**Given problem:** Carry on the mailing-list reply about spapr processor compatibility, which appears below ahead of the listing, from the point where it stops.

**Excerpted passage:**
Re: [Qemu-devel] [PATCH 8/9] spapr: Implement processor compatibility in ibm, client-architecture-support

qemu-devel.nongnu.org archive mirror
 help / color / mirror / Atom feed

From: Alexander Graf <agraf@suse.de>
To: Alexey Kardashevskiy <aik@ozlabs.ru>, qemu-devel@nongnu.org
Cc: qemu-ppc@nongnu.org
Subject: Re: [Qemu-devel] [PATCH 8/9] spapr: Implement processor compatibility in ibm, client-architecture-support
Date: Mon, 19 May 2014 11:01:09 +0200	[thread overview]
Message-ID: <5379C855.9050405@suse.de> (raw)

**Records shown:**
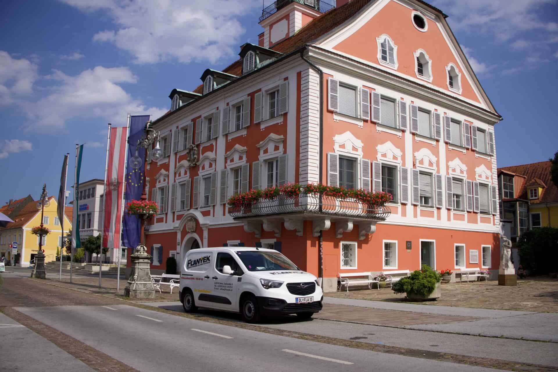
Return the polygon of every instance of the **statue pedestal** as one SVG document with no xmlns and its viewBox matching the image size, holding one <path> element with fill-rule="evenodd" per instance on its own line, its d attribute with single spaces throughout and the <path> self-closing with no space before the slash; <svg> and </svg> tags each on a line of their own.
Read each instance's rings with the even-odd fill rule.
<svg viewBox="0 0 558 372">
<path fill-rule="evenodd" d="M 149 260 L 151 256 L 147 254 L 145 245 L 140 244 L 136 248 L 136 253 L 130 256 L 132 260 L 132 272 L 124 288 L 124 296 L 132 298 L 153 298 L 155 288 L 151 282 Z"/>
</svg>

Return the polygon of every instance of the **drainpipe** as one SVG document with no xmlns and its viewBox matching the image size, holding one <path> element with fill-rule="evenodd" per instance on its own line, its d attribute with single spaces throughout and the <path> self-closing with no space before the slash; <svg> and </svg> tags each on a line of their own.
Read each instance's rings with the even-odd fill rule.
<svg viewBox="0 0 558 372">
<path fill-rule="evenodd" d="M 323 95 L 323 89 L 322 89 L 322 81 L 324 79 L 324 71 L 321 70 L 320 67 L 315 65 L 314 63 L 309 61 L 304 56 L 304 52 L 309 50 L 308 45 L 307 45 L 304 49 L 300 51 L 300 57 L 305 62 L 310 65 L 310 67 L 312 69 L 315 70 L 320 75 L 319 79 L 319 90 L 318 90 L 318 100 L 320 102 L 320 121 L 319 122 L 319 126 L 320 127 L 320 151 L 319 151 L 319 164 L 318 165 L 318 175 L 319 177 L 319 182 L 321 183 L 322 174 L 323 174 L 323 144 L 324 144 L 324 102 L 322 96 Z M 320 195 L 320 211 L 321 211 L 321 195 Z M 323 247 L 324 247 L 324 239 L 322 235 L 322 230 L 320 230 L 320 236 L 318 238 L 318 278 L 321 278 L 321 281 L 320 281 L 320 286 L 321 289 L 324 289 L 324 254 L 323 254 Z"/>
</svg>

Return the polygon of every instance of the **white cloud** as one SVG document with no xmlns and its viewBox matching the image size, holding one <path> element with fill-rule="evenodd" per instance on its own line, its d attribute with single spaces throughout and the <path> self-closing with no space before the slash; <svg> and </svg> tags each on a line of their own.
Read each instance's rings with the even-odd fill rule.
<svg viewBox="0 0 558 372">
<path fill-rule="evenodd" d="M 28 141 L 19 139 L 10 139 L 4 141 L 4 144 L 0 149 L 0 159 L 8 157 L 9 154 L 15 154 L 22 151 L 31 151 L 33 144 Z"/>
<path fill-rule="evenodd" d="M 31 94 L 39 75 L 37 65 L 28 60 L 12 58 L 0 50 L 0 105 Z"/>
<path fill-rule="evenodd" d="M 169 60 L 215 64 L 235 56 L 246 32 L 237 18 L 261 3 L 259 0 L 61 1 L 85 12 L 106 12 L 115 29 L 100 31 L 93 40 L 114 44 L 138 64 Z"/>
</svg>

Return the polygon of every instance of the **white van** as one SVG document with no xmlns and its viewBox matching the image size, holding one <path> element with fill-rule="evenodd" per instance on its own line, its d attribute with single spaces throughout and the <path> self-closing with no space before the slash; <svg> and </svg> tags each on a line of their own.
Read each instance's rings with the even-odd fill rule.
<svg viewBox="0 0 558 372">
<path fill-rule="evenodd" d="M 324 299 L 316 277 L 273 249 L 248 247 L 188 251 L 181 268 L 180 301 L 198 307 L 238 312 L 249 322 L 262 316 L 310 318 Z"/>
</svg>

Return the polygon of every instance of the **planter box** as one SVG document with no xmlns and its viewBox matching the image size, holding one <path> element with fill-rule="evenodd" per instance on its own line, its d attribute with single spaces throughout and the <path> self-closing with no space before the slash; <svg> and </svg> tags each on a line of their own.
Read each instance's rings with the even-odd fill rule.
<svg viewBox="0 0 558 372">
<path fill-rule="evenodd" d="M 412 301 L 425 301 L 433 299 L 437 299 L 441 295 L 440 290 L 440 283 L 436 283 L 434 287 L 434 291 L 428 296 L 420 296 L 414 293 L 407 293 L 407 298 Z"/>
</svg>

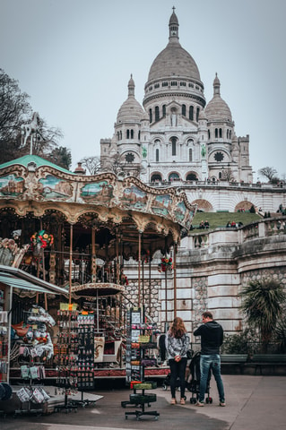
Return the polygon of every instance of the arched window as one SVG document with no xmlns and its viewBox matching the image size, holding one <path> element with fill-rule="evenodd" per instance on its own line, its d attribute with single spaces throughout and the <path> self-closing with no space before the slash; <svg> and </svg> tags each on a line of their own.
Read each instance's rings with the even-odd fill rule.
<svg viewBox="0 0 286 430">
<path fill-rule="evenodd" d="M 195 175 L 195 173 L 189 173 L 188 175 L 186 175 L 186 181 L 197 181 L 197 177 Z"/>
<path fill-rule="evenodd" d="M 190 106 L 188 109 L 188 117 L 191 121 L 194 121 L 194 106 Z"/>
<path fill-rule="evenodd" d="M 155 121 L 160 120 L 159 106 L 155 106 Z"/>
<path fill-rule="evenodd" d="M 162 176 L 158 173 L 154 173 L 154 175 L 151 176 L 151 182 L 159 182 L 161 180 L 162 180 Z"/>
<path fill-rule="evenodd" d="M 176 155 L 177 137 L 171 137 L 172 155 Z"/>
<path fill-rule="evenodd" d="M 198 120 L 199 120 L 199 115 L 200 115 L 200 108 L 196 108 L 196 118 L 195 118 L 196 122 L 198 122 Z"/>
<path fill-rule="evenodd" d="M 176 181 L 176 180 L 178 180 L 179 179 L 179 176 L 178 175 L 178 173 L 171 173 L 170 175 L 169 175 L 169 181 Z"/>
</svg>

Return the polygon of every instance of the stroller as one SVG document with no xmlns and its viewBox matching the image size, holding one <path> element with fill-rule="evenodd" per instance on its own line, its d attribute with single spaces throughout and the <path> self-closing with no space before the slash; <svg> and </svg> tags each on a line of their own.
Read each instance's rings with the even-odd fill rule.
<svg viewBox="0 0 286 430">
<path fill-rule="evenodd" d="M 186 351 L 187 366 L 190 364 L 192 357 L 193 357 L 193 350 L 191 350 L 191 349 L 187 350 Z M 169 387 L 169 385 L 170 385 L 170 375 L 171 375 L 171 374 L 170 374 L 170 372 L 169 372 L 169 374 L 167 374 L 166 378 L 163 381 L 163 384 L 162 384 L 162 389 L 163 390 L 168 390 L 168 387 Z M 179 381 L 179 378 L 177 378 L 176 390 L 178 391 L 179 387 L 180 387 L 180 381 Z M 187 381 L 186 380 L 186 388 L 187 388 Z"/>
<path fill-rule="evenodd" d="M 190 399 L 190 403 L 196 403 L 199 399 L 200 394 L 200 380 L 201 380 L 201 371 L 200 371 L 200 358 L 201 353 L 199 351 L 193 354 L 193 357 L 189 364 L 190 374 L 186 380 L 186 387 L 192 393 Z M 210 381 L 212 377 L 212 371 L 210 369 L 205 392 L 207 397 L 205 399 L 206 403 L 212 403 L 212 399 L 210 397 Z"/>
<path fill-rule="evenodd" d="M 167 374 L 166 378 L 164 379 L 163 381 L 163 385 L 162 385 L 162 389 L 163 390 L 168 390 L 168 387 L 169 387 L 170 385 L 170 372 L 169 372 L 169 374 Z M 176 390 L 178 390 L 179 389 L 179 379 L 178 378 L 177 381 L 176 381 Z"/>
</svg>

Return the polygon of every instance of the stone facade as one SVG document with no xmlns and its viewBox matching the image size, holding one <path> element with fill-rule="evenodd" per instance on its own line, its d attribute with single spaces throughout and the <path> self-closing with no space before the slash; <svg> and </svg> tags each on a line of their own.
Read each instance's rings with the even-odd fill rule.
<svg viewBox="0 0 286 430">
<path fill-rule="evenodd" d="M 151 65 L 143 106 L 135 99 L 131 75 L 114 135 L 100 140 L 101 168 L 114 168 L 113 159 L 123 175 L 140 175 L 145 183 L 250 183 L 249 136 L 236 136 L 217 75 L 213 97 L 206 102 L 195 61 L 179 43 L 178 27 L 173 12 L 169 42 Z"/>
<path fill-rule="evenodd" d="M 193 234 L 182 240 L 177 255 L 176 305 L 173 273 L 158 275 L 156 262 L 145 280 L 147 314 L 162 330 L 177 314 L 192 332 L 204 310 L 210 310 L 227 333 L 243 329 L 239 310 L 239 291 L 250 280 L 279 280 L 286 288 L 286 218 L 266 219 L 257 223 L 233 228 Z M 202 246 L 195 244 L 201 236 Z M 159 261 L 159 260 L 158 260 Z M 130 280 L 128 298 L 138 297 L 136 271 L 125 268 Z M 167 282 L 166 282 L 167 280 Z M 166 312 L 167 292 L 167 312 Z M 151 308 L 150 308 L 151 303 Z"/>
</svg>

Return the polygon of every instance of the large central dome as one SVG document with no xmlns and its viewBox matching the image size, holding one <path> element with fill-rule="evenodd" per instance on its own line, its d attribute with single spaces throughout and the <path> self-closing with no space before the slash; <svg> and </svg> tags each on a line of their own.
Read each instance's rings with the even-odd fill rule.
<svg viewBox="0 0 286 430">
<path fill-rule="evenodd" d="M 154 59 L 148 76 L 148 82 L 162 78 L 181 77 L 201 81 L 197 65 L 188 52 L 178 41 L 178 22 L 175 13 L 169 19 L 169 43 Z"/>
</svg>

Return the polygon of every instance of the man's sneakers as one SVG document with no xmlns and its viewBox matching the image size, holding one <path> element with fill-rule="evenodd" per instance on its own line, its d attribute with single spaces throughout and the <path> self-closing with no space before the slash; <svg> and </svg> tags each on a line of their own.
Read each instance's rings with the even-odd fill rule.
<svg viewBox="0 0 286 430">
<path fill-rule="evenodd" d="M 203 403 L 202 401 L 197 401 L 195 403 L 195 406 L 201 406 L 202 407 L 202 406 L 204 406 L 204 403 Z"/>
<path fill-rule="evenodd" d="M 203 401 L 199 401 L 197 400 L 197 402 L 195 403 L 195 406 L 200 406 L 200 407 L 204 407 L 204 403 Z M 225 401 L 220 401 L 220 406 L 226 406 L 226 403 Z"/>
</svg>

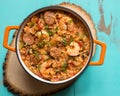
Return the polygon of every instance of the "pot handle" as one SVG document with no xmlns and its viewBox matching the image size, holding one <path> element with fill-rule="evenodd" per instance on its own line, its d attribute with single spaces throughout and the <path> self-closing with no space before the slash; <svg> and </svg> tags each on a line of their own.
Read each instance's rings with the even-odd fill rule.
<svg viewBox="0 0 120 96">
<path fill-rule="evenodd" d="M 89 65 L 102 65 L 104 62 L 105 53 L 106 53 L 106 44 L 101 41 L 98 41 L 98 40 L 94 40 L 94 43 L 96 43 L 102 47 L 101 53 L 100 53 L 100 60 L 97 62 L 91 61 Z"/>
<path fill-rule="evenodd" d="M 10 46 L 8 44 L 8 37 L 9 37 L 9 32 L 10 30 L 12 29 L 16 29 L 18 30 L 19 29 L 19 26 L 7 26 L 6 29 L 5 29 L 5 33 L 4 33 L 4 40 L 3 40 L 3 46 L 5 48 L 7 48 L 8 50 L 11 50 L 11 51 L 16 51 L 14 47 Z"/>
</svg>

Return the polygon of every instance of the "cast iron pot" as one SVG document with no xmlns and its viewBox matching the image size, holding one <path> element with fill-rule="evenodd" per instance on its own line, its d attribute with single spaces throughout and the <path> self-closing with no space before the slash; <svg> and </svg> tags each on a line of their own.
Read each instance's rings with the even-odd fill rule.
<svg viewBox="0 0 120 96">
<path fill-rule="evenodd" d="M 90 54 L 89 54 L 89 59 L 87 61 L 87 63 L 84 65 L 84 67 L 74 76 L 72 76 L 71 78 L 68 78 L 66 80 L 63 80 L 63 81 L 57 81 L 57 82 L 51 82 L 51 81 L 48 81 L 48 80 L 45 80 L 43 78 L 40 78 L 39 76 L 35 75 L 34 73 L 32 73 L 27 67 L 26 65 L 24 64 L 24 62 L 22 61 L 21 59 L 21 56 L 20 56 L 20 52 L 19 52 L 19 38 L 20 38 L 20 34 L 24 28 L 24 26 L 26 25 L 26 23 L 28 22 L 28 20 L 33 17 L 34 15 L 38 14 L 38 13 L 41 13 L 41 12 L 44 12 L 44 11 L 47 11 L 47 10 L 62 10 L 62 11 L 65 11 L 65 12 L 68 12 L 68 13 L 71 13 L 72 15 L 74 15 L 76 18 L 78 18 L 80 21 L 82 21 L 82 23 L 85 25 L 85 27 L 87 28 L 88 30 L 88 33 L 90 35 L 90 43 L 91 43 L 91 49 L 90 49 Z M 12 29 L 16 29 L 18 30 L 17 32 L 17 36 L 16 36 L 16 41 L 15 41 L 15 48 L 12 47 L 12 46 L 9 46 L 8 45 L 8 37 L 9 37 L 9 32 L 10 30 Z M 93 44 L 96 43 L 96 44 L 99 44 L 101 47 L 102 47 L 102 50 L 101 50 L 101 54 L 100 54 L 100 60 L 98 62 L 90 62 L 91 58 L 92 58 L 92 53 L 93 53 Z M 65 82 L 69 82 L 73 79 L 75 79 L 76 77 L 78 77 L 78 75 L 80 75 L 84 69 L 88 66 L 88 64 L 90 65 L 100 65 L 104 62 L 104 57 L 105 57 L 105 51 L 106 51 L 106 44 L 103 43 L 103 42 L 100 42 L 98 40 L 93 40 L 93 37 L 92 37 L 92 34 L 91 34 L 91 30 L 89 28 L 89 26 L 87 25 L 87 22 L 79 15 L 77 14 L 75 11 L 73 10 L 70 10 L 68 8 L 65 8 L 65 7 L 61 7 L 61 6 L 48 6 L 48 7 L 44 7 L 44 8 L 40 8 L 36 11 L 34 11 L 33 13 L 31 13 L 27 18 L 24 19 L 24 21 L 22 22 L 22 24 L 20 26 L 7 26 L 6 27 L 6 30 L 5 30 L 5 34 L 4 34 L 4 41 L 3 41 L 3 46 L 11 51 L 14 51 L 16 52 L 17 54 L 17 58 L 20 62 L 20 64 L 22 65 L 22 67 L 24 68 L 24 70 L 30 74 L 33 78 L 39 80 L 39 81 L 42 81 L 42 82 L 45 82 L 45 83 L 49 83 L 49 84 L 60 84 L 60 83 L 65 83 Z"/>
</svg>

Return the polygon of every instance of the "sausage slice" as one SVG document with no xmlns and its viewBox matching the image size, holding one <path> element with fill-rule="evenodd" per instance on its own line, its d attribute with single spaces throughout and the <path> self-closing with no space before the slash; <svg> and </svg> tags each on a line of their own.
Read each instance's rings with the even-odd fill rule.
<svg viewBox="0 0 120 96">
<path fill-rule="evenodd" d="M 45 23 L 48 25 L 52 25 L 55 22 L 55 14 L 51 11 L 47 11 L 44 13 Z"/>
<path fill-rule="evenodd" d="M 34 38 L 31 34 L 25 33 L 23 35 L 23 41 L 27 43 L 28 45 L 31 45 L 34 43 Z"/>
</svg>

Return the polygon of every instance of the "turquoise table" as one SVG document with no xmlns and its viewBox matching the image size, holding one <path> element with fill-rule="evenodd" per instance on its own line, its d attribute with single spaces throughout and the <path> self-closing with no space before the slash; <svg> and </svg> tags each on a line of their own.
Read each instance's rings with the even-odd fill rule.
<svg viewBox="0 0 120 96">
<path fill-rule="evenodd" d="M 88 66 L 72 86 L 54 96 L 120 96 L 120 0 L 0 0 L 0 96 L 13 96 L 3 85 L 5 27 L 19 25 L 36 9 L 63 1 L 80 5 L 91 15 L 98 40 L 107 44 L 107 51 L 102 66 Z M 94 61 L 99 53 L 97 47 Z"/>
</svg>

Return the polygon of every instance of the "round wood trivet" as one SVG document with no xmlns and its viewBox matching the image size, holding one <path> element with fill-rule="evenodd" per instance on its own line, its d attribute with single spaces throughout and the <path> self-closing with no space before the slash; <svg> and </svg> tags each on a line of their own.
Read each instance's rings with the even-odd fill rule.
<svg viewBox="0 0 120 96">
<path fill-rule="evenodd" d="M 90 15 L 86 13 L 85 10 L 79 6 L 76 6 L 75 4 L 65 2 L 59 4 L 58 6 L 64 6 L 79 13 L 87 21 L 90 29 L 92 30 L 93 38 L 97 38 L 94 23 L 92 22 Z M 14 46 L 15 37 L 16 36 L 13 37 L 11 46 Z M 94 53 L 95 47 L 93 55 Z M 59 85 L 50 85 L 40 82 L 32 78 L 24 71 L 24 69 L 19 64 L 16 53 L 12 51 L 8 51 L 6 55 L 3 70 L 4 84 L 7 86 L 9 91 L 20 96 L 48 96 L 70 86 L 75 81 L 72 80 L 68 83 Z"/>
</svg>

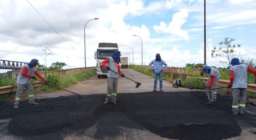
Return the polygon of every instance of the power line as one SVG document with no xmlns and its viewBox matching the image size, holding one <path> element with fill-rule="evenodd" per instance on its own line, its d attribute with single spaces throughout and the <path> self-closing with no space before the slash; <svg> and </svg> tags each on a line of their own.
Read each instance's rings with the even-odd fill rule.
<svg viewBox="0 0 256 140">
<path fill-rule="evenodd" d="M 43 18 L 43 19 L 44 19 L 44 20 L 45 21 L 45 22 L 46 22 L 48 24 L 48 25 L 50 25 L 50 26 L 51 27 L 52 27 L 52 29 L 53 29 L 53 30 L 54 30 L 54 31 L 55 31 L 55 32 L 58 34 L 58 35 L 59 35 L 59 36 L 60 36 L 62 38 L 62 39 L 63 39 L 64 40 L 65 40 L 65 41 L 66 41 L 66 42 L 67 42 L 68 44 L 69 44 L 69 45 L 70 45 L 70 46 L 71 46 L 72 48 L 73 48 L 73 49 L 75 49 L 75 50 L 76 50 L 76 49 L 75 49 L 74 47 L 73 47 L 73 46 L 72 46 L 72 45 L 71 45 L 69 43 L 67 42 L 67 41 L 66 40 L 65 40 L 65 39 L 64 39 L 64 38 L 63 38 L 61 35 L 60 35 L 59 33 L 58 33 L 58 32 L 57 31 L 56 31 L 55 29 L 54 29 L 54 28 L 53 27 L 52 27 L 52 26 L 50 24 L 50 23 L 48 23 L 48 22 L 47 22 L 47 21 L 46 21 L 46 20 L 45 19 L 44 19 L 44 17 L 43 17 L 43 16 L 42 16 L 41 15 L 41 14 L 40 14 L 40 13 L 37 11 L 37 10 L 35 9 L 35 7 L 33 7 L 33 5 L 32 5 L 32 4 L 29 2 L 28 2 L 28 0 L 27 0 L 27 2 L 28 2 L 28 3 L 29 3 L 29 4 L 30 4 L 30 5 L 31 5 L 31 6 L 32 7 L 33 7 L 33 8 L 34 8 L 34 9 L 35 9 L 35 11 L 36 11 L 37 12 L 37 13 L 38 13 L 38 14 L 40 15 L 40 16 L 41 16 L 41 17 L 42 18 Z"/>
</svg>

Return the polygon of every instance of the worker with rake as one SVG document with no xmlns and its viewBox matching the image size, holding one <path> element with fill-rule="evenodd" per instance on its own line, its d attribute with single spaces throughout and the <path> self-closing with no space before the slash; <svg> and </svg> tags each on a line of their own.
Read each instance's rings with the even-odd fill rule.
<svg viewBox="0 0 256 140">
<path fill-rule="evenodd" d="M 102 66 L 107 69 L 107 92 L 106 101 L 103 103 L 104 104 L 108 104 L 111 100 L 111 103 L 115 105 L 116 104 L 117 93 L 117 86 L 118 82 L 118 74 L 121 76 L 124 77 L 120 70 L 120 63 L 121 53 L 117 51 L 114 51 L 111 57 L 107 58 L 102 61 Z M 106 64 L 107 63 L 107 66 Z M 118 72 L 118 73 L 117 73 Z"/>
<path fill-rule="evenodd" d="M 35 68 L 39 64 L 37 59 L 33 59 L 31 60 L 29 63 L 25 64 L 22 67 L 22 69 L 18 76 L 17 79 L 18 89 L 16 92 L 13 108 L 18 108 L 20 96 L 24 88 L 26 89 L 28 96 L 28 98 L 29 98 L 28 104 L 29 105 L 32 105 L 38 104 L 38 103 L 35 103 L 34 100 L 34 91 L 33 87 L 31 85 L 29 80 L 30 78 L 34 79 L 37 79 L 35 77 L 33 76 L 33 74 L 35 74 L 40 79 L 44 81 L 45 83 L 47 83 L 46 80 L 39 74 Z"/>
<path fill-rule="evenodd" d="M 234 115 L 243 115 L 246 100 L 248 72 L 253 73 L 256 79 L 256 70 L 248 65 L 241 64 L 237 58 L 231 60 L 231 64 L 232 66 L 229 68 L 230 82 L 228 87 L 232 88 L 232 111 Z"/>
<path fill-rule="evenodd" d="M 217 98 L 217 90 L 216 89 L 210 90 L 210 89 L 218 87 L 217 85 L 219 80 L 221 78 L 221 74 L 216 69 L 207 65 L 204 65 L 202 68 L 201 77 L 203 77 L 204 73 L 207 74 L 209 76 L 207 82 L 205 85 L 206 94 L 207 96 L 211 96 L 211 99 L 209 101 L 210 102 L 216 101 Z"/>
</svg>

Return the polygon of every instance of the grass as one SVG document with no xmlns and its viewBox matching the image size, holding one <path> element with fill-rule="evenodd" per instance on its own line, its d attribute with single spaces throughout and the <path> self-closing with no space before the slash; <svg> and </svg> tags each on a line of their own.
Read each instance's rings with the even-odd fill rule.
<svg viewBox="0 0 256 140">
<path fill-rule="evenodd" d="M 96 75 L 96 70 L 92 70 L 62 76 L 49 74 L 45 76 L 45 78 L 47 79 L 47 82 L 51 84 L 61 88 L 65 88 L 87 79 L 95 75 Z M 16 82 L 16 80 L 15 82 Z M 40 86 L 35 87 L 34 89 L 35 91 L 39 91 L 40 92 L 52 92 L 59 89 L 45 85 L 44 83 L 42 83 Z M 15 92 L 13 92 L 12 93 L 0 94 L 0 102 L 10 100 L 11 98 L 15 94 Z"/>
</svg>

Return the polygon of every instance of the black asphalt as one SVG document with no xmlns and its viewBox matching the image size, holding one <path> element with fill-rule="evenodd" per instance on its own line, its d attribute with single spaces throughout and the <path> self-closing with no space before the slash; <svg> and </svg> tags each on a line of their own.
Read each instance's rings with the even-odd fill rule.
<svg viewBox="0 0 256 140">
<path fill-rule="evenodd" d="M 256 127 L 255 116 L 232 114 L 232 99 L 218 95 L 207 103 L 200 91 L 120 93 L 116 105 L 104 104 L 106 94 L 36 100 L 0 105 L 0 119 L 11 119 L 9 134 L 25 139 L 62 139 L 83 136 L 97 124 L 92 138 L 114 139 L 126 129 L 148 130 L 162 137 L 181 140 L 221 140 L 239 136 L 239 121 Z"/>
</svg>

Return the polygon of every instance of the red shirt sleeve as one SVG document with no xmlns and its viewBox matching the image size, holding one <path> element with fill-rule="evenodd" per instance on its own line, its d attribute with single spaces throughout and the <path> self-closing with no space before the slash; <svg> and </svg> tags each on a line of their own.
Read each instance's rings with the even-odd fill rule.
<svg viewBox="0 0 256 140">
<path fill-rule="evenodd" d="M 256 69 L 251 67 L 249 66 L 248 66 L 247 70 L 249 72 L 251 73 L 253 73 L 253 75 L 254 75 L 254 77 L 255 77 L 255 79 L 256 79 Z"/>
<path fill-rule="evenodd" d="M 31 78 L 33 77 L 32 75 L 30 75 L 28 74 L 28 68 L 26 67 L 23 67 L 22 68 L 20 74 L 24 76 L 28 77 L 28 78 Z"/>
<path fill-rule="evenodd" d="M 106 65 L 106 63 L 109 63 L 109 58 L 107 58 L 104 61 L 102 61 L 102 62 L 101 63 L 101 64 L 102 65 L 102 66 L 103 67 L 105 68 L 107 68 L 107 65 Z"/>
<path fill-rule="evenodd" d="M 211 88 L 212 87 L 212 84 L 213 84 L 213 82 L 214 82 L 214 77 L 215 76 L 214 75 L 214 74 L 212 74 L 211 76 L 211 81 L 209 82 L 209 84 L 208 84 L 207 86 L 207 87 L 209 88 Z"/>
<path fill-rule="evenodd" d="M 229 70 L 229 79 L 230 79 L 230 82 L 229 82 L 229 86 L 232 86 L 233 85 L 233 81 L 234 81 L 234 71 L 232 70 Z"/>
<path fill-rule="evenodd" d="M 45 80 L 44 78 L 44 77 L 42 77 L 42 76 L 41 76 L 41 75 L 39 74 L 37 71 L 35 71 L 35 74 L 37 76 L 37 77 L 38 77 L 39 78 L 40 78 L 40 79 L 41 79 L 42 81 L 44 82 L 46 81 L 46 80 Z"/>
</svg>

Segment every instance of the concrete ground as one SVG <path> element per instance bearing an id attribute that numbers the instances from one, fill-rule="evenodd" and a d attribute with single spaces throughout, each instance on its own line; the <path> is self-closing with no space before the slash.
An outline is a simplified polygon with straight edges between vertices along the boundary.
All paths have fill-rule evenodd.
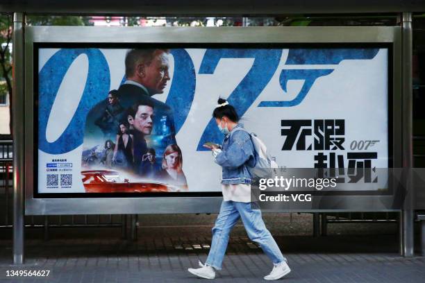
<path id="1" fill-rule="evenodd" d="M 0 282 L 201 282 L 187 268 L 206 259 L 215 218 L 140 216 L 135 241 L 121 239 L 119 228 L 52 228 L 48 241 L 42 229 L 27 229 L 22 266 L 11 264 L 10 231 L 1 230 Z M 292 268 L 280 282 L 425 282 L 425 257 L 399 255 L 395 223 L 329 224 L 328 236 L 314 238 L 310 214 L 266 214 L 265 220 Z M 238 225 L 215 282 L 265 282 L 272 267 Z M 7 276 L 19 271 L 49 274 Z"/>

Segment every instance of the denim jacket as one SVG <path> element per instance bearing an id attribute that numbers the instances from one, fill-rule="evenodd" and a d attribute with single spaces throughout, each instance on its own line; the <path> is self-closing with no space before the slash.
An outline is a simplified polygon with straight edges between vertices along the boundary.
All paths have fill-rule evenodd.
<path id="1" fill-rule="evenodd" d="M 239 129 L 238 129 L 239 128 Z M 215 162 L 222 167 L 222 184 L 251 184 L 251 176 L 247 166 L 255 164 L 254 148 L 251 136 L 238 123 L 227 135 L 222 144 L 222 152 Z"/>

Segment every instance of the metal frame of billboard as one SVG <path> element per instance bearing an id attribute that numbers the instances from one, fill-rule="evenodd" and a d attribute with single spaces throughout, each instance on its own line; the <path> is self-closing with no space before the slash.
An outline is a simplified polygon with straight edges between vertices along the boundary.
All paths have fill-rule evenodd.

**The result:**
In-Reply-To: <5376BF3E.5060706@ozlabs.ru>


On 17.05.14 03:45, Alexey Kardashevskiy wrote:
> On 05/17/2014 06:46 AM, Alexander Graf wrote:
>> On 16.05.14 17:57, Alexey Kardashevskiy wrote:
>>> On 05/17/2014 12:16 AM, Alexander Graf wrote:
>>>> On 15.05.14 13:28, Alexey Kardashevskiy wrote:
>>>>> Modern Linux kernels support last POWERPC CPUs so when a kernel boots,
>>>>> in most cases it can find a matching cpu_spec in the kernel's cpu_specs
>>>>> list. However if the kernel is quite old, it may be missing a definition
>>>>> of the actual CPU. To provide an ability for old kernels to work on modern
>>>>> hardware, a Processor Compatibility Mode has been introduced
>>>>> by the PowerISA specification.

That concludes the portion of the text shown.